### WHAT YOU WILL DO
(1) In the text on how raw tables are structured, which schema does EDU include out of the box?
(2) Pick up the text about structuring raw tables after its last sentence and keep writing in the same manner.

### TEXT SHOWN
How we structure our raw tables

Structure of the raw database#

The EDU data model is divided into two primary components: the raw database and the analytics database. The raw database is where data from outside systems lands in its pristine raw format, and it is governed by the Extract-Load process. The analytics database is where all stages of data processing happen, and is governed by dbt.

Within the raw database we create one schema per source system. Out of the box, EDU has a schema called raw.edfi3, which is for storing raw data from Suite 3 Ed-Fi systems, but more schemas can be created as sources are added. See our guide on bringing in external data for more details.

While it's best to have one schema per source, what constitutes a source is up for some interpretation. If you're pulling tables from a vendor's database, that should probably have a schema all to itself. But if you have an array of miscellaneous flat files from various sources, this could be a single flat_files schema.

Within these schemas, we create one raw table for each table or file in the data source, named as closely as possible to the name of the table or file that will be loaded there to avoid ambiguity.

Structure of raw tables#

When loading new data sources to the raw database we nearly always convert it to JSON first, regardless of whether the source is a database, CSV, or API. This may seem odd, given that we're going to split it back up into a tabular format in dbt, but doing this has a few advantages:

All raw tables have essentially the same structure, which lowers the burden of creating and maintaining these tables
We don't have to worry about slight variations in structure breaking the loading process: the data will load no matter what, and we can clean it up downstream.

### DATA LINES
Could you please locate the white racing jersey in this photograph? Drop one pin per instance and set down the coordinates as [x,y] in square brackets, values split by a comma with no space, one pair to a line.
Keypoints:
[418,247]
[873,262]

### RESPONSES BY TASK
(1) raw.edfi3

(2)
No migrations: we can handle changes to the source data structure in the dbt code downstream without changing tables or migrating data between versions
We don't have to determine the types of every column or maintain lots of unique DDL

Our raw file format can vary a bit by source, but is largely the same: metadata about the loading process, followed by a single variant column containing the actual data. We create a template table first, and then each new data source can be created as:

create table raw.{data_source}.{table_name} like raw.edfi3._template_table;

Here's an example of a generic template table:

create or replace table raw.public._template_table (
    filename varchar,
    file_row_number int,
    tenant_code varchar,
    school_year int,
    pull_date date,
    pull_timestamp timestamp,
    v variant

);

Our Ed-Fi template table contains a few extra Ed-Fi specific columns:

create or replace table raw.edfi3._template_table (
    filename varchar,
    file_row_number int, 
    api_year varchar,
    pull_date date,
    pull_timestamp timestamp,
    name varchar,
    ods_version varchar,
    data_model_version varchar,
    v variant
);

filename: the full path to the raw file in the data lake
file_row_number: the row within the raw file that this row came from
school_year/api_year: The school year that the file is about, or the year of the Ed-Fi ODS/API. Can be omitted if not relevant for a given source.
tenant_code: Only relevant in multi-tenant systems (such as states or collaboratives) -- keeps track of which district owns the data
pull_date: The date at which the data was extracted from the source system.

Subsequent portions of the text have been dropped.